§ **Problem details**
Return the data below unchanged, without images.

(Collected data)
========

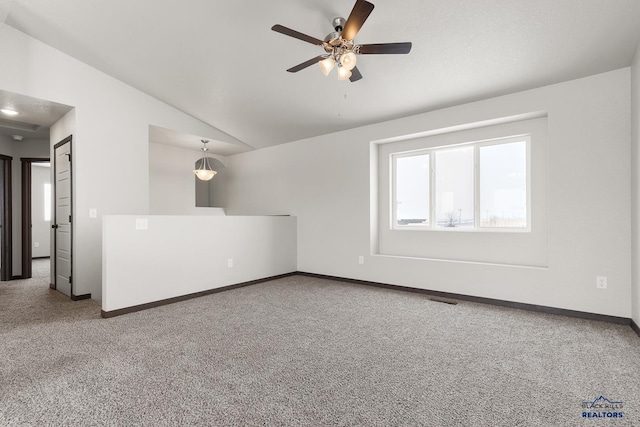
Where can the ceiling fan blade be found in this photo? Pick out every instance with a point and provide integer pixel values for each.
(306, 64)
(355, 75)
(296, 34)
(382, 48)
(359, 14)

========

§ **Answer area**
Where can the ceiling fan blade be found in this photo? Pick out every instance with a point and provide integer pixel values for each.
(306, 64)
(355, 75)
(296, 34)
(382, 48)
(359, 14)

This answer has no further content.